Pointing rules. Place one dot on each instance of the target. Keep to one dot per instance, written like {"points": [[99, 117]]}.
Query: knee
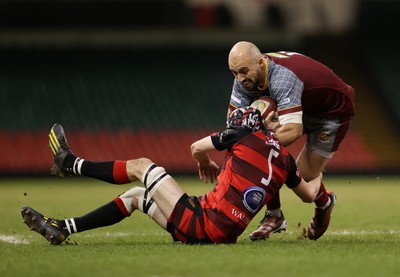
{"points": [[131, 198], [308, 198], [136, 167]]}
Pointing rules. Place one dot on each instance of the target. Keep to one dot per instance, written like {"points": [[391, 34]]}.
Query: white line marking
{"points": [[13, 239]]}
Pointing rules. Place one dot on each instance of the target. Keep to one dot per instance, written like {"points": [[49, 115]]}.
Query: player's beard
{"points": [[250, 85]]}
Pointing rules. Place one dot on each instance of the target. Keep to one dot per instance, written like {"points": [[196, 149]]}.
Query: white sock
{"points": [[276, 212]]}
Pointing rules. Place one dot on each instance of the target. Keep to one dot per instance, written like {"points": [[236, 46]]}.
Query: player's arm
{"points": [[290, 129], [206, 166]]}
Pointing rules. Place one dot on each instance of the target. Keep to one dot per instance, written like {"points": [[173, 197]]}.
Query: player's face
{"points": [[247, 74]]}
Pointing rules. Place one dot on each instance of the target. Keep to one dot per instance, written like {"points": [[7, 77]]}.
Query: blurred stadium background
{"points": [[148, 77]]}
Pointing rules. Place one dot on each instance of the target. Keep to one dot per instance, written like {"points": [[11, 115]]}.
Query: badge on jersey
{"points": [[253, 198]]}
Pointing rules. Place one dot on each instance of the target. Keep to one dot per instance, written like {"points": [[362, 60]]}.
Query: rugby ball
{"points": [[265, 105]]}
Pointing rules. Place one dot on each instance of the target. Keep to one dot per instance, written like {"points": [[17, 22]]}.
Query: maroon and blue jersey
{"points": [[300, 83]]}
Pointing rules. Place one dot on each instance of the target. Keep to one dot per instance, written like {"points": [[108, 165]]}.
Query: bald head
{"points": [[246, 62], [244, 52]]}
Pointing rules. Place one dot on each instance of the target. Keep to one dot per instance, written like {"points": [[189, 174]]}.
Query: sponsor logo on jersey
{"points": [[324, 136], [253, 198]]}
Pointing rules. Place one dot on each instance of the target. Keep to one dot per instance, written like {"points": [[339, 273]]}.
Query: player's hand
{"points": [[208, 171], [272, 121]]}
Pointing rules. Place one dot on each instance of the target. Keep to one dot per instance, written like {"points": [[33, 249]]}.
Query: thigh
{"points": [[186, 223], [325, 135], [310, 164]]}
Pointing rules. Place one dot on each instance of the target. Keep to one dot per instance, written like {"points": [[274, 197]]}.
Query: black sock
{"points": [[100, 170], [106, 215]]}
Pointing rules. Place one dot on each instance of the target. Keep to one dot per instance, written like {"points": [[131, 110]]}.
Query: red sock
{"points": [[119, 173], [275, 202], [322, 196]]}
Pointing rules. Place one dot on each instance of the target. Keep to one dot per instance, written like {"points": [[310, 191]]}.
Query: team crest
{"points": [[253, 198]]}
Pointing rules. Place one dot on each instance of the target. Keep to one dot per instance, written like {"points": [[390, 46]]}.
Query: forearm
{"points": [[289, 133], [200, 150]]}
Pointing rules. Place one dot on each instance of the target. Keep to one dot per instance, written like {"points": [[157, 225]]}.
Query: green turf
{"points": [[363, 239]]}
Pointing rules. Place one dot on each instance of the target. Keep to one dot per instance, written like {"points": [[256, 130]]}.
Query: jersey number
{"points": [[275, 154]]}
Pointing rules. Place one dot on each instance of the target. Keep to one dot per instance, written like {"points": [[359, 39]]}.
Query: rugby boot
{"points": [[60, 150], [321, 219], [269, 225], [49, 228]]}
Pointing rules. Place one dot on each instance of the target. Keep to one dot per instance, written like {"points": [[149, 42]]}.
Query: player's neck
{"points": [[265, 81]]}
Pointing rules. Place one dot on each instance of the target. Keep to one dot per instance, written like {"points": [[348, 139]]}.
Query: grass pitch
{"points": [[362, 240]]}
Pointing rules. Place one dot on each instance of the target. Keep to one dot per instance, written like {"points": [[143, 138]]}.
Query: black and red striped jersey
{"points": [[255, 168]]}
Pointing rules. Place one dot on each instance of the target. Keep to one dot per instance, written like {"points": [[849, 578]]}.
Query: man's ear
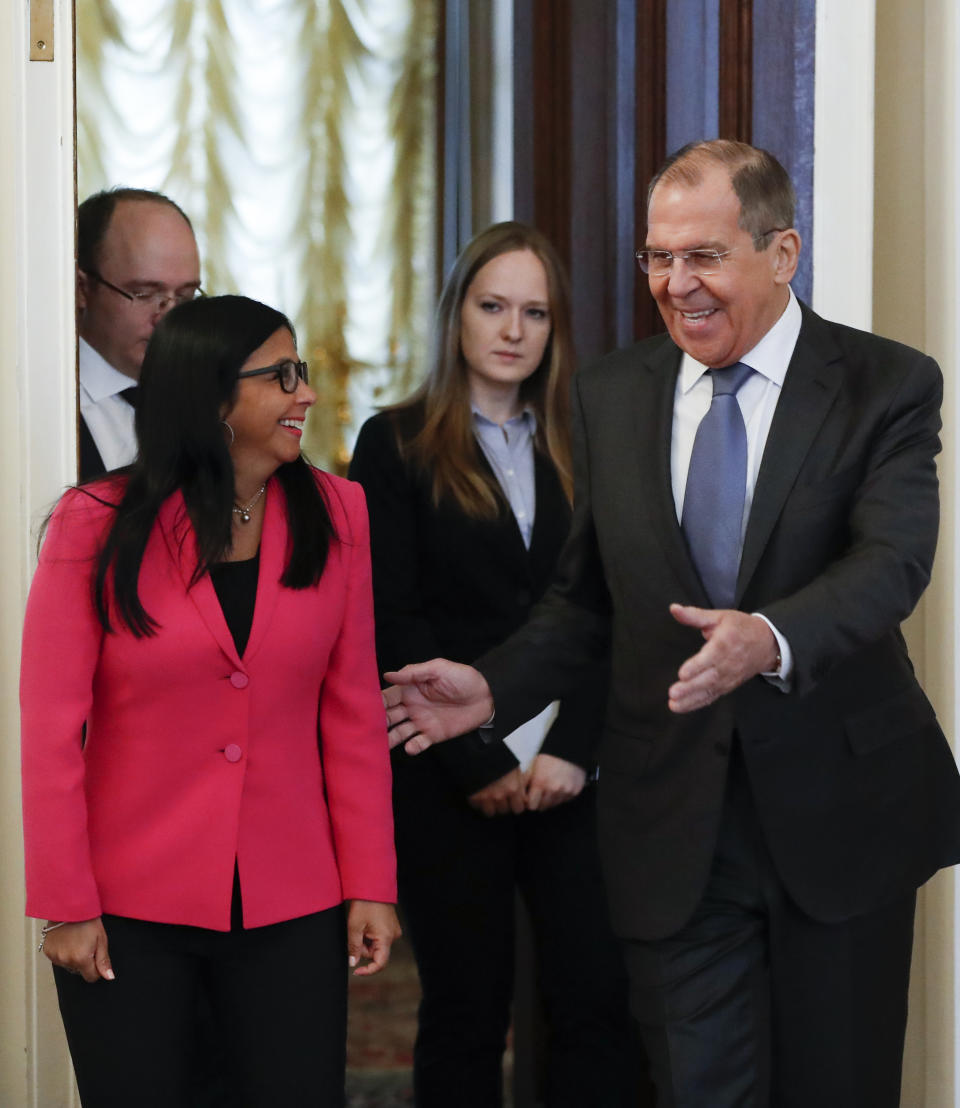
{"points": [[82, 290], [787, 256]]}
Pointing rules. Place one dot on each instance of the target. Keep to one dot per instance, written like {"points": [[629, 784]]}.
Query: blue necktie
{"points": [[713, 502]]}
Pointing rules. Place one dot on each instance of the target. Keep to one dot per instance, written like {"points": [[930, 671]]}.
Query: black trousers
{"points": [[754, 1004], [278, 996], [459, 872]]}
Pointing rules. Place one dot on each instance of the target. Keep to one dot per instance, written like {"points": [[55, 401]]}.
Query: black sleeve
{"points": [[404, 632]]}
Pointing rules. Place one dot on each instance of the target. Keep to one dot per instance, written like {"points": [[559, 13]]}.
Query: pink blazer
{"points": [[195, 757]]}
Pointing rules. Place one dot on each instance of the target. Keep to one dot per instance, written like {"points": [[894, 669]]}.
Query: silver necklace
{"points": [[244, 510]]}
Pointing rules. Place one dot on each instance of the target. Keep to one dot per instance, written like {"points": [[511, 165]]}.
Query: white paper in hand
{"points": [[527, 740]]}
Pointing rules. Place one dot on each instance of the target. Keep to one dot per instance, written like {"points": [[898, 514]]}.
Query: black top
{"points": [[235, 584], [447, 585]]}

────────

GOAL. Quote the preceding listing precisely and completely, omitting its images.

RESULT OF THIS TASK.
Pointing rules. Place one dot on each instance of the target. Keep to one dot per instance, written like {"points": [[99, 117]]}.
Query: knee
{"points": [[131, 198], [308, 198], [136, 167]]}
Pointing rules. Place one dot on each instance of the target. Keep to one dot per instance, written like {"points": [[391, 34]]}.
Query: white line marking
{"points": [[13, 239]]}
Pointing rules. Place one dot on each instance of the target. Keep to one dot per instance, written like {"points": [[49, 115]]}.
Query: player's beard
{"points": [[250, 85]]}
Pointing rules. Place one dot on each instance of the target. Keep to one dot per instance, written like {"points": [[196, 149]]}.
Query: white sock
{"points": [[276, 212]]}
Pointing rules. Place one dot on each instance of the target. Keep to one dot per instance, written like {"points": [[236, 46]]}.
Query: player's arm
{"points": [[290, 129], [206, 166]]}
Pointing rules. Place one dot on each instance of the target. Keep to one dot per instance, written like {"points": [[173, 197]]}.
Query: player's face
{"points": [[247, 74]]}
Pointing rules. Place one dot on each instance of the target. Keep to one dot per instance, written like {"points": [[7, 77]]}.
Query: blurred stadium background
{"points": [[148, 77]]}
Pointing rules. Place one dot on each instance of the target. Keep to one dot per instance, written like {"points": [[11, 115]]}.
Query: badge on jersey
{"points": [[253, 198]]}
Pointing rules. Place one dot on each instance of the target. Keep to one dot per instance, written like {"points": [[362, 60]]}.
Query: rugby ball
{"points": [[265, 105]]}
Pointing rules. Place one dot on each instance of the target. Keep to one dot per instance, written like {"points": [[17, 22]]}.
Query: maroon and blue jersey
{"points": [[300, 83]]}
Pointing rules. Place one dot on each instance of the target. Keep to one dot per instance, written like {"points": [[108, 165]]}.
Query: bald head
{"points": [[246, 62], [244, 52]]}
Pointing rules. Place one dot on each instance of the target. Keep to one dot per instance, written like {"points": [[189, 174]]}.
Query: sponsor logo on jersey
{"points": [[324, 136], [253, 198]]}
Pointing rules. Place one dot on each instance of the target. Keep to one dot per instance, written like {"points": [[339, 273]]}.
Query: player's hand
{"points": [[208, 171], [272, 121]]}
Pointing rules. Place one dot on each instance of the target. Keep to one dot per instance, written like {"points": [[33, 249]]}.
Query: thigh
{"points": [[186, 223], [325, 135], [310, 164]]}
Pointing rules. Place one dot on each instance of the target. Keep to one dot per instance, written like {"points": [[274, 197]]}.
Query: black sock
{"points": [[100, 170], [106, 215]]}
Pointing rules. Place one dot on each instance of the target. Keep to one dot per instance, written like {"points": [[131, 110]]}.
Query: red sock
{"points": [[119, 173], [275, 202], [322, 196]]}
Pointing rules. Place one dot on each instance of the target. Keep to one dot per instance, written like {"points": [[310, 191]]}.
Query: team crest
{"points": [[253, 198]]}
Pointing rules. Place one dot on each instance of the target. Keep to one dot per instance, written like {"points": [[390, 46]]}.
Query: forearm
{"points": [[289, 133], [200, 150]]}
Pointing rules. Place one dot on each instance of the target. Keep to one dot per instance, written like {"points": [[157, 225]]}.
Query: green turf
{"points": [[363, 239]]}
Pointing rules. Place one dot on each instance of the target. Keep to one dot per instance, written like {"points": [[256, 130]]}.
Query: jersey number
{"points": [[275, 154]]}
Pointing rules. Place one dot on each instance of the target. Keep to one dot per instance, written like {"points": [[359, 39]]}.
Query: rugby boot
{"points": [[60, 150], [321, 219], [269, 225], [49, 228]]}
Pointing rules. Place one dot on each instance of the target. Keep to one dot per instance, written like {"points": [[149, 42]]}.
Query: player's neck
{"points": [[265, 81]]}
Pointing rules. Place one dot on each instance of the target. Keep to one dot per instance, written like {"points": [[348, 139]]}.
Query: grass pitch
{"points": [[362, 240]]}
Pointing rules. Place one dot on each instance of the target. Keep to one dot per instance, written like {"points": [[143, 138]]}.
Query: black and red striped jersey
{"points": [[255, 168]]}
Pointing rules. Place one dot on each instance of the target. Keep to one dot per instance, written like {"points": [[849, 578]]}.
Query: man's ear
{"points": [[82, 290], [787, 256]]}
Pointing rules. Place one dot on each instance of the target. Keep to one dot per instance, written like {"points": [[629, 784]]}.
Query: blue necktie
{"points": [[713, 502]]}
Pointing rules. Place one dot on each instance of the target. Keep to one dot per instance, written like {"points": [[930, 671]]}.
Query: black trousers
{"points": [[754, 1004], [278, 996], [459, 872]]}
Pointing rules. Place one dot on each instance of the target. Keep to one dot per instance, written like {"points": [[55, 401]]}.
Query: black sleeve
{"points": [[404, 632]]}
Pointing rules. Place one dot on each instance of the target. Keep to one dot per instance, written like {"points": [[559, 13]]}.
Query: pink blazer
{"points": [[195, 757]]}
Pointing rules. Place one dot on each instance of the target. Keep to one dot per instance, written like {"points": [[894, 669]]}.
Query: silver necklace
{"points": [[244, 510]]}
Pointing rules. Place one dot on each instance of the target. Keep to one dot per instance, written like {"points": [[511, 165]]}.
Query: white paper in hand
{"points": [[527, 740]]}
Pointing rules. Place one dot on each instance of the target. Keep to one dot per instance, written like {"points": [[898, 514]]}.
Query: black top
{"points": [[235, 584], [447, 585]]}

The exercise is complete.